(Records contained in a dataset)
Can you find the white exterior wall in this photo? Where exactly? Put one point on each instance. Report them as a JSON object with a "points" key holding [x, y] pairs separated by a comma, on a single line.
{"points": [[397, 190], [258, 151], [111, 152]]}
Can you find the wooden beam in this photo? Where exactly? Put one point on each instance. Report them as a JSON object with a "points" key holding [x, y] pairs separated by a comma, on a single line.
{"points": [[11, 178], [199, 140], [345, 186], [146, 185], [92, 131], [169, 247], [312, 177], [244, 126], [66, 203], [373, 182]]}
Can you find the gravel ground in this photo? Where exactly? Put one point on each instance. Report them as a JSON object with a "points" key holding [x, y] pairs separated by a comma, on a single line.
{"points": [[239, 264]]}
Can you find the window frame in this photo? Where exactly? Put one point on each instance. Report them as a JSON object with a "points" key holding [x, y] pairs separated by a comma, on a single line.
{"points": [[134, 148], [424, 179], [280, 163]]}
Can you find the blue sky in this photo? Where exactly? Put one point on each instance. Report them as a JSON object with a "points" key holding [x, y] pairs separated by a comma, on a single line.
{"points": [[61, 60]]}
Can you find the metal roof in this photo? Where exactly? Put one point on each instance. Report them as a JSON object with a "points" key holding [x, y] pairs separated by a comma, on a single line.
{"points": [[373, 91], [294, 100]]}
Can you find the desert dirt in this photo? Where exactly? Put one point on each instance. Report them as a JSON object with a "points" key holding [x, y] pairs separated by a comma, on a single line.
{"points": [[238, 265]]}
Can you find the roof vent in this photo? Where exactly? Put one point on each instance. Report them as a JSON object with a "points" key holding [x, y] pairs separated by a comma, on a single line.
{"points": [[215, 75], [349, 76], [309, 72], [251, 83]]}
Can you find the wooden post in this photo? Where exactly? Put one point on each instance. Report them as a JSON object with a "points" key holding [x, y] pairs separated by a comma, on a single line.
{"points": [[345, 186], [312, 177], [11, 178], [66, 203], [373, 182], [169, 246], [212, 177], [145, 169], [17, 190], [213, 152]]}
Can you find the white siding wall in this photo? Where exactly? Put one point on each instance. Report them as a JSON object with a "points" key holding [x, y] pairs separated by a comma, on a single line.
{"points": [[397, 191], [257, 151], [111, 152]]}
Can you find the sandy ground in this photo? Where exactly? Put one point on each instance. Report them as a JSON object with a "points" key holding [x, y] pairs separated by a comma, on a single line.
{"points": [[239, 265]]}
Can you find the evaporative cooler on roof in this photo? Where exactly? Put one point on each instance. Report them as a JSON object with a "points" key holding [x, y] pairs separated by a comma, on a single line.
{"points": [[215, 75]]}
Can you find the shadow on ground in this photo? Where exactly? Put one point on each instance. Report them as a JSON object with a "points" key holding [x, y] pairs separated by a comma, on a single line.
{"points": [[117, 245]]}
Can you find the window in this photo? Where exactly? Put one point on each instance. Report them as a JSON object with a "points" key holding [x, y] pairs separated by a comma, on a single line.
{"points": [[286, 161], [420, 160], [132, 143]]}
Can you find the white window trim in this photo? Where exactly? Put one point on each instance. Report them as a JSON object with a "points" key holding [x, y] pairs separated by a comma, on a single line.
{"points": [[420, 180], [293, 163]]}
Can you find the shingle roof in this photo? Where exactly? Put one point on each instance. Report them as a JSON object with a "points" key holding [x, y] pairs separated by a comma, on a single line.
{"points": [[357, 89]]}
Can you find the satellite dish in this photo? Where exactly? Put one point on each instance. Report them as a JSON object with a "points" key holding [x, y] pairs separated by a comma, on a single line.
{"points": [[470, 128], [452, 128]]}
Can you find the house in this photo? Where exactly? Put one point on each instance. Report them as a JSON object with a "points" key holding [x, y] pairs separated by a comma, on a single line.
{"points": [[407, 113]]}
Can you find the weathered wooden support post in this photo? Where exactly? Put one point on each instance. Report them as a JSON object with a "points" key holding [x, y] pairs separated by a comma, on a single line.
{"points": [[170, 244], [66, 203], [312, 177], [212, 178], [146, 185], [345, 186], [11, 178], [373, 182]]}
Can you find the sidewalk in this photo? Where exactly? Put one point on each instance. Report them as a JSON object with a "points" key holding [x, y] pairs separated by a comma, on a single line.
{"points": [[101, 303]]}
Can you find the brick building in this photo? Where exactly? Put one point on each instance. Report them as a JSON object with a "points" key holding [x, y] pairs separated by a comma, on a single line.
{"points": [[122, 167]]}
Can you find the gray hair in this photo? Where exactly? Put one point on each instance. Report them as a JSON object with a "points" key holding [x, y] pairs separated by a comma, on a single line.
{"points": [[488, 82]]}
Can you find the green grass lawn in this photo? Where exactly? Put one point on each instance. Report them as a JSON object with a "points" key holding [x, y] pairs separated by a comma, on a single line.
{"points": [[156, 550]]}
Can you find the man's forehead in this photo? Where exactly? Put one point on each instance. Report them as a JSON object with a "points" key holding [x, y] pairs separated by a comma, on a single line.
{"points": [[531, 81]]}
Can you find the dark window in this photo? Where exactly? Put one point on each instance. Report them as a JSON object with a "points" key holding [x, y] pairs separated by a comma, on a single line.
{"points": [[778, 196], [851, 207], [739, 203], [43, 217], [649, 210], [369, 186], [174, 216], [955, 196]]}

● What you need to do: Copy every line of the material above, verbatim, from the line containing "Can you find the dark" through the end of the material, including both the starting line and the final line.

● Result for this task:
Can you find the dark window in this photo? Where exactly? Put one point on each instance. Report them as a JSON object with a "points" key holding [x, y] pairs separated by a comma, on a single line.
{"points": [[778, 196], [851, 207], [739, 203], [43, 217], [649, 210], [369, 186], [174, 216], [955, 196]]}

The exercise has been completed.